# Task directions
Stop after the line holding "Target: street light fixture". Repeat exactly every line before it in the records below, that line too, and leave out the pictures.

(Recorded data)
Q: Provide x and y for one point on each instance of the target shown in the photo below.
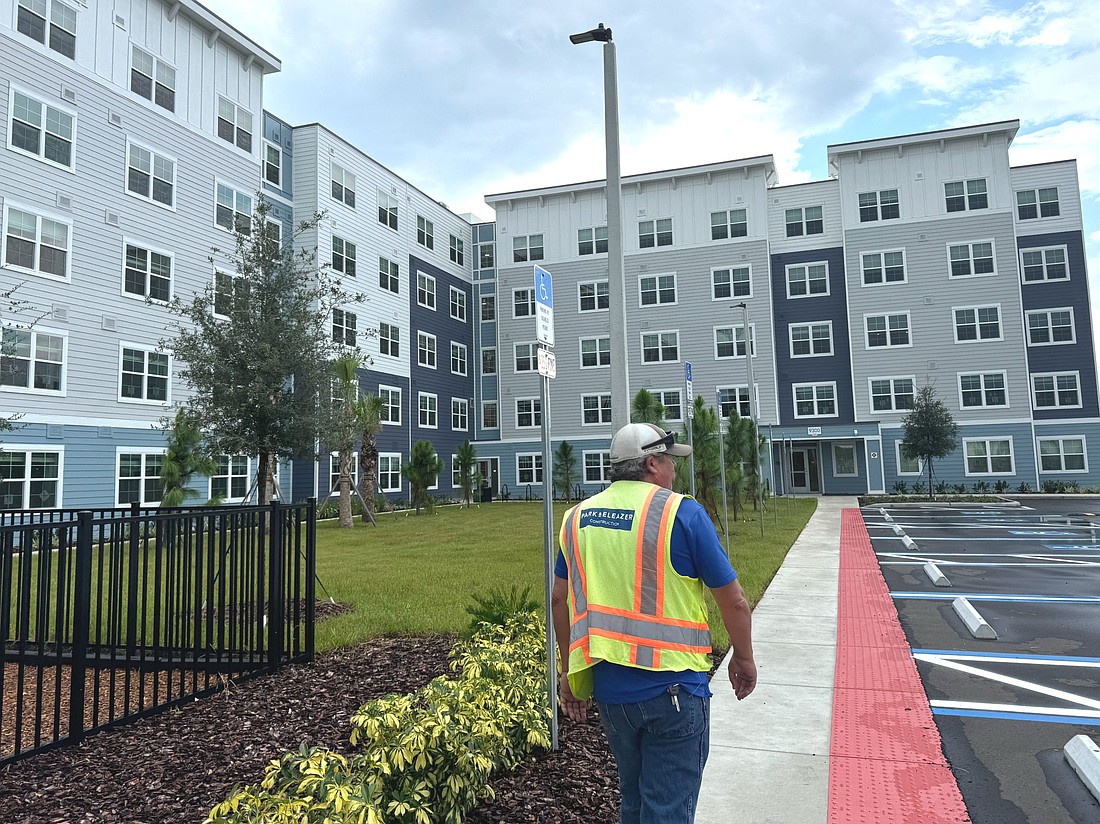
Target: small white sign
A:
(548, 363)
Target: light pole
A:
(616, 287)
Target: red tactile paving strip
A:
(886, 758)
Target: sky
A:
(464, 98)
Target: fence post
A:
(275, 586)
(81, 621)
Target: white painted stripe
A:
(954, 665)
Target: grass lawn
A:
(415, 575)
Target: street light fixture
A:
(616, 285)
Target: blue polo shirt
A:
(696, 552)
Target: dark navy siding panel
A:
(805, 310)
(1051, 294)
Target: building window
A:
(231, 479)
(30, 479)
(657, 289)
(523, 303)
(426, 350)
(234, 124)
(966, 195)
(734, 398)
(1032, 204)
(139, 478)
(490, 418)
(232, 209)
(529, 469)
(343, 256)
(811, 340)
(733, 223)
(729, 341)
(977, 323)
(592, 241)
(388, 275)
(426, 290)
(425, 232)
(593, 296)
(887, 330)
(807, 220)
(1056, 391)
(458, 359)
(728, 283)
(1058, 454)
(527, 248)
(389, 472)
(391, 405)
(32, 22)
(526, 356)
(41, 130)
(891, 394)
(1044, 264)
(660, 348)
(879, 206)
(458, 304)
(597, 468)
(988, 457)
(844, 460)
(655, 233)
(36, 244)
(880, 267)
(595, 352)
(460, 415)
(982, 388)
(344, 327)
(670, 399)
(147, 274)
(153, 79)
(32, 360)
(806, 281)
(387, 210)
(815, 400)
(1048, 327)
(428, 406)
(389, 340)
(969, 260)
(488, 361)
(528, 413)
(595, 409)
(488, 308)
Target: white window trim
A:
(806, 264)
(1073, 326)
(836, 399)
(810, 325)
(1055, 375)
(40, 213)
(56, 449)
(979, 339)
(1059, 438)
(989, 458)
(855, 462)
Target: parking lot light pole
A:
(616, 287)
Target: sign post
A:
(543, 331)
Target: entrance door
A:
(805, 473)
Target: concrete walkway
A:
(770, 754)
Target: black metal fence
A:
(110, 615)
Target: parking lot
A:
(1004, 706)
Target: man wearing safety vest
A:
(630, 622)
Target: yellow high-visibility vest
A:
(626, 602)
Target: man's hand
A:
(741, 676)
(574, 709)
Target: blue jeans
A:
(660, 755)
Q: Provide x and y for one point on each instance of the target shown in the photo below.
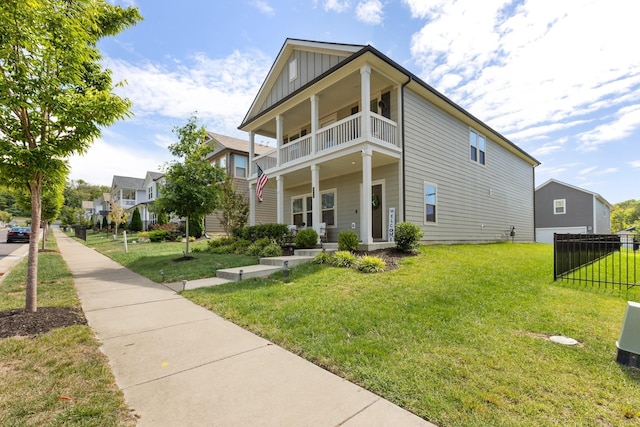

# Answer to the problem
Q: Provide x and y for one point on each instance of the target shown in the photo below.
Target: small white sign
A:
(548, 363)
Target: light pole
A:
(616, 287)
Target: red tactile paving strip
A:
(886, 758)
Target: sky
A:
(464, 98)
Target: fence post
A:
(275, 586)
(81, 621)
Target: white painted stripe
A:
(954, 665)
Target: grass lawn
A:
(415, 575)
Target: street light fixture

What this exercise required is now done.